** Opening SUPPLIED INFORMATION block **
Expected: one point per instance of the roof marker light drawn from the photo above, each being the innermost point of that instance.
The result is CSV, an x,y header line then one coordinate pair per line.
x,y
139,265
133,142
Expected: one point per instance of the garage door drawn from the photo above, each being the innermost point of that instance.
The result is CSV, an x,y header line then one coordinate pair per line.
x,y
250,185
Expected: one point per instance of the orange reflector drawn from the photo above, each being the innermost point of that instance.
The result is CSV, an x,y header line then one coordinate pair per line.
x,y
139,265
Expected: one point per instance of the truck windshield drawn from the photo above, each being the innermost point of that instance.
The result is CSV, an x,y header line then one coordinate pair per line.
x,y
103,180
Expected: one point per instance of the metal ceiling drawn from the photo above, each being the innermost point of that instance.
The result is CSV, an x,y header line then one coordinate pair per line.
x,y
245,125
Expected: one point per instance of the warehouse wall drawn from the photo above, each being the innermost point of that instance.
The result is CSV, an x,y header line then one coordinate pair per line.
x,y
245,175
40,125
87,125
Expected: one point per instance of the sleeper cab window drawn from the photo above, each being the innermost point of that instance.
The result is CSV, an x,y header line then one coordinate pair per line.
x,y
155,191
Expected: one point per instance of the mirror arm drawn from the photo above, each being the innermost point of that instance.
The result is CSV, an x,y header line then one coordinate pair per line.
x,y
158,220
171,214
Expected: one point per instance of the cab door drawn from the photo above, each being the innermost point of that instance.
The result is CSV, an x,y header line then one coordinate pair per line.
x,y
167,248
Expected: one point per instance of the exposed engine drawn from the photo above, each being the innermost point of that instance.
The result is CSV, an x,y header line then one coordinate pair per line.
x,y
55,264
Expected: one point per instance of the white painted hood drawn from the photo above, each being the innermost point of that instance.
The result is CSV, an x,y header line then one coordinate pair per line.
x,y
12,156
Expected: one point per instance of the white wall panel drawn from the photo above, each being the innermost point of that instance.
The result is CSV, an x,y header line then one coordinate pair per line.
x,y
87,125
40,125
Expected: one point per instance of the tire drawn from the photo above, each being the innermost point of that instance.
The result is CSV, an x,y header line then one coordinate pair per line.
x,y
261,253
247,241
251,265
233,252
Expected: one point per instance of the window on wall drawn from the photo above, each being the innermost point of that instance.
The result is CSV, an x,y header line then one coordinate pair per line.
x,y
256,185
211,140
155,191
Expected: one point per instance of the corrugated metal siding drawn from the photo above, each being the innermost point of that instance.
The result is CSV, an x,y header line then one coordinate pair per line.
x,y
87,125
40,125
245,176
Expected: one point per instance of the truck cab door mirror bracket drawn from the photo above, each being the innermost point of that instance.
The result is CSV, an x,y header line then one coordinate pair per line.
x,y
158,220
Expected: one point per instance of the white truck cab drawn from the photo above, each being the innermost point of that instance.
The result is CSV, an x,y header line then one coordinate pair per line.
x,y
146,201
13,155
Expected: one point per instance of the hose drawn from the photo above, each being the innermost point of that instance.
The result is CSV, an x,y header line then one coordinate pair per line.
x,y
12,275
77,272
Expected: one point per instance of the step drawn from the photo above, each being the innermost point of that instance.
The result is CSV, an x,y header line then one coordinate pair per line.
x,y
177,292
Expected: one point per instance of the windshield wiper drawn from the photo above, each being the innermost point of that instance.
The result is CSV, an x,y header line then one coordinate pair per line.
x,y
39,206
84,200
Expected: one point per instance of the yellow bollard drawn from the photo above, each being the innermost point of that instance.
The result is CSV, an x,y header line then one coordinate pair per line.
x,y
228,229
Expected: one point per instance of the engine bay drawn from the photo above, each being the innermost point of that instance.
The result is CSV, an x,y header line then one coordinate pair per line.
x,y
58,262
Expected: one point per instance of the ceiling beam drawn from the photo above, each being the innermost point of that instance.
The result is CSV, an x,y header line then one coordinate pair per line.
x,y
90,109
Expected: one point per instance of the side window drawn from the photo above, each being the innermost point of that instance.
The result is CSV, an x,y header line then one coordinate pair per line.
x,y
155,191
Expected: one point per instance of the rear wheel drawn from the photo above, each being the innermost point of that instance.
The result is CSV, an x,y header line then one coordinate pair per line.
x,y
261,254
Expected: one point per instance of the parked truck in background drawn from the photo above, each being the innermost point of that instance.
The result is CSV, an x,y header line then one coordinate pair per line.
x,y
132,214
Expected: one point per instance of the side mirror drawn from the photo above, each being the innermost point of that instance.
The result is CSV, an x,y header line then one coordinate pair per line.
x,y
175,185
** Closing SUPPLIED INFORMATION block **
» **WHAT IS BEING ASKED**: Look through the entries. Copy out each line with "engine" in it.

» **RESPONSE BELOW**:
Expected: one point per instance of the exposed engine drawn from the photo above, each being the innermost point of that instance.
Expected: one point per instance of the engine bay drawn from the photo above, each being the innermost point of that instance.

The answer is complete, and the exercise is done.